------ Task input

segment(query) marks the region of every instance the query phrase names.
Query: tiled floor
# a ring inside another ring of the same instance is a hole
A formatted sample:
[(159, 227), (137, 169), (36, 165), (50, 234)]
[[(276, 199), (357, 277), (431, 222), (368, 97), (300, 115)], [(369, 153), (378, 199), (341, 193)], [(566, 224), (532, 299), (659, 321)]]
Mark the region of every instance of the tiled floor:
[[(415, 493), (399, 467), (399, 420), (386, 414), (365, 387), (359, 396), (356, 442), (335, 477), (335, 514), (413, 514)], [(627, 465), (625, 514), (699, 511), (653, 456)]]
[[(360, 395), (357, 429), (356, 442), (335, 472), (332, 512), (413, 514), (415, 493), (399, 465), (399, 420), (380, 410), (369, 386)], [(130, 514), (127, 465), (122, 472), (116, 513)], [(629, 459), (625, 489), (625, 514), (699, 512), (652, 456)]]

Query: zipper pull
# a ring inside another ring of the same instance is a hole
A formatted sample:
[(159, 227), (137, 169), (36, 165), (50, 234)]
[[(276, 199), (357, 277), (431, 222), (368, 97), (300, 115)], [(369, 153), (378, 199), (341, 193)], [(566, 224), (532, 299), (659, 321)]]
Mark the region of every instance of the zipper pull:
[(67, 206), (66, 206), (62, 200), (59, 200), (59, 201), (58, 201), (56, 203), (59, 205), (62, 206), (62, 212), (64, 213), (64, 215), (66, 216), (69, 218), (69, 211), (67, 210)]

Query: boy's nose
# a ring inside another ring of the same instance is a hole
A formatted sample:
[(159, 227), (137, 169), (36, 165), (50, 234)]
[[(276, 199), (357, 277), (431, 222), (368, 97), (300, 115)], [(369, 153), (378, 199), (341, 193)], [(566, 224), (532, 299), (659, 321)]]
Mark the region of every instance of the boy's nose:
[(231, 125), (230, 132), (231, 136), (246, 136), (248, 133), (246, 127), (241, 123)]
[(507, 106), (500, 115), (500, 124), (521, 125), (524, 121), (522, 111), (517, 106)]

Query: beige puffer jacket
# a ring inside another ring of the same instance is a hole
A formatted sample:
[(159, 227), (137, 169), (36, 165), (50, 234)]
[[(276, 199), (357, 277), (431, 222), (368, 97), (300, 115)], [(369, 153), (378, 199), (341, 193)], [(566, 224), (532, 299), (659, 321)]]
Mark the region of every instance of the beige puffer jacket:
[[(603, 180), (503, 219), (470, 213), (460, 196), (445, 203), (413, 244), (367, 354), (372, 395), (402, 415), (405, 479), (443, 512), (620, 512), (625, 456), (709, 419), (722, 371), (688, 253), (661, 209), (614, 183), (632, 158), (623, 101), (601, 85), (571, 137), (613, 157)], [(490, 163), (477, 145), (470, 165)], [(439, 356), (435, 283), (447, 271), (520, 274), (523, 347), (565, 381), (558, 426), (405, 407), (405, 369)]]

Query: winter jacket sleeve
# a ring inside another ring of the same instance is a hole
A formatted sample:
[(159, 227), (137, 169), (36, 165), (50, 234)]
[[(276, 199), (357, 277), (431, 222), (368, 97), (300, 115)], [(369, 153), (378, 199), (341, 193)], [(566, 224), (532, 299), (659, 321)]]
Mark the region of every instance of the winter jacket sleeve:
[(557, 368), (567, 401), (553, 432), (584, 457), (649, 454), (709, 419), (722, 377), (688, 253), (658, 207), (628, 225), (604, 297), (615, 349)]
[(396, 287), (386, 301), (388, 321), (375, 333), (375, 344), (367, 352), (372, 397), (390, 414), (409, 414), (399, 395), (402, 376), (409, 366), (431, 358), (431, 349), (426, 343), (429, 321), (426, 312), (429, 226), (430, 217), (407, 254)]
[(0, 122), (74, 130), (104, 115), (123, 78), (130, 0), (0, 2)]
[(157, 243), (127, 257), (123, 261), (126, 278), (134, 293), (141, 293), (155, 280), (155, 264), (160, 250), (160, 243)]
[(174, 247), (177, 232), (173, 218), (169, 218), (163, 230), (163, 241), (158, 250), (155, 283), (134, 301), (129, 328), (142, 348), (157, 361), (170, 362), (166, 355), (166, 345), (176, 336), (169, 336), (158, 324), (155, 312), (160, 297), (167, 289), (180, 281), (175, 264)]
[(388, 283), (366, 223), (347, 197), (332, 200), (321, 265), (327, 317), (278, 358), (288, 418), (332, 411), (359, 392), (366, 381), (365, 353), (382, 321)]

------------

## [Aim of the task]
Copy each line of the records above without changing a single character.

## [Result below]
segment(query) marks the region of every instance the query phrase names.
Query: tiled floor
# a ring inside another ring of the same instance is a hole
A formatted sample:
[(159, 227), (137, 169), (36, 165), (50, 234)]
[[(276, 199), (357, 277), (431, 222), (368, 97), (300, 115)], [(369, 153), (378, 199), (341, 193)], [(566, 224), (532, 299), (659, 321)]]
Mark the region of every instance of the tiled floor:
[[(415, 493), (399, 467), (399, 420), (386, 414), (365, 387), (359, 396), (356, 442), (335, 477), (335, 514), (413, 514)], [(627, 465), (625, 514), (699, 511), (653, 456)]]
[[(360, 395), (357, 429), (356, 442), (335, 472), (332, 512), (413, 514), (415, 493), (399, 465), (399, 420), (380, 410), (369, 386)], [(130, 514), (127, 465), (122, 472), (116, 513)], [(629, 459), (625, 489), (625, 514), (699, 512), (652, 456)]]

Query: zipper pull
# a ring inside another ring of the same instance is a hole
A formatted sample:
[(159, 227), (137, 169), (36, 165), (50, 234)]
[[(276, 199), (357, 277), (431, 222), (368, 97), (300, 115)], [(369, 153), (378, 199), (341, 193)], [(566, 224), (532, 299), (659, 321)]]
Mark the region of every instance of the zipper pull:
[(67, 206), (66, 206), (62, 200), (59, 200), (59, 201), (58, 201), (56, 203), (59, 205), (62, 206), (62, 212), (64, 213), (64, 215), (66, 216), (69, 218), (69, 211), (67, 210)]

Query: boy's nose
# a ring inside another ring of the same instance is a hole
A formatted sample:
[(159, 227), (137, 169), (36, 165), (50, 234)]
[[(276, 199), (357, 277), (431, 222), (368, 97), (300, 115)], [(369, 153), (378, 199), (341, 193)], [(566, 224), (532, 299), (659, 321)]]
Mark the region of every instance of the boy's nose:
[(231, 125), (230, 132), (231, 136), (246, 136), (248, 133), (246, 127), (241, 123)]
[(507, 106), (500, 115), (500, 124), (521, 125), (524, 121), (522, 111), (517, 106)]

Query: beige puffer jacket
# a ring inside another ring of the same instance is a hole
A formatted sample:
[(159, 227), (137, 169), (36, 165), (50, 234)]
[[(276, 199), (357, 277), (431, 222), (368, 97), (300, 115)], [(369, 153), (378, 199), (341, 193)], [(566, 224), (532, 299), (659, 321)]]
Mark the region of every instance of the beige puffer jacket:
[[(603, 180), (503, 219), (470, 213), (460, 196), (445, 203), (413, 244), (367, 354), (372, 395), (402, 415), (405, 479), (443, 512), (620, 512), (625, 456), (709, 419), (722, 371), (688, 253), (661, 209), (614, 183), (632, 158), (623, 101), (601, 85), (571, 137), (613, 157)], [(490, 163), (477, 145), (470, 165)], [(439, 356), (435, 283), (447, 271), (520, 274), (523, 347), (565, 381), (558, 426), (405, 407), (405, 369)]]

Query: winter jacket sleeve
# a ring inside another ring of the same instance is a hole
A formatted sample:
[(159, 227), (137, 169), (36, 165), (50, 234)]
[[(276, 199), (357, 277), (431, 222), (368, 97), (300, 115)], [(369, 153), (378, 199), (341, 193)], [(566, 224), (532, 299), (659, 321)]]
Mark the region of every instance of the winter jacket sleeve:
[(557, 368), (567, 401), (553, 432), (584, 457), (649, 454), (709, 419), (722, 377), (688, 253), (658, 207), (628, 225), (604, 297), (615, 349)]
[(396, 287), (386, 301), (388, 321), (375, 333), (375, 344), (367, 352), (372, 397), (390, 414), (409, 414), (399, 395), (402, 376), (409, 366), (431, 358), (431, 349), (426, 343), (429, 321), (426, 312), (429, 226), (430, 217), (407, 254)]
[(0, 122), (74, 130), (104, 115), (123, 78), (130, 0), (0, 2)]
[(157, 243), (127, 257), (123, 261), (126, 278), (134, 293), (141, 293), (155, 280), (155, 264), (160, 250), (160, 243)]
[(174, 247), (177, 232), (173, 218), (169, 218), (163, 230), (163, 241), (158, 250), (155, 283), (134, 301), (129, 328), (142, 348), (157, 361), (170, 362), (166, 355), (166, 345), (176, 336), (169, 336), (158, 324), (155, 312), (160, 297), (167, 289), (180, 281), (175, 264)]
[(388, 283), (366, 223), (347, 197), (332, 200), (321, 265), (327, 317), (278, 358), (288, 418), (332, 411), (359, 392), (366, 381), (365, 353), (382, 321)]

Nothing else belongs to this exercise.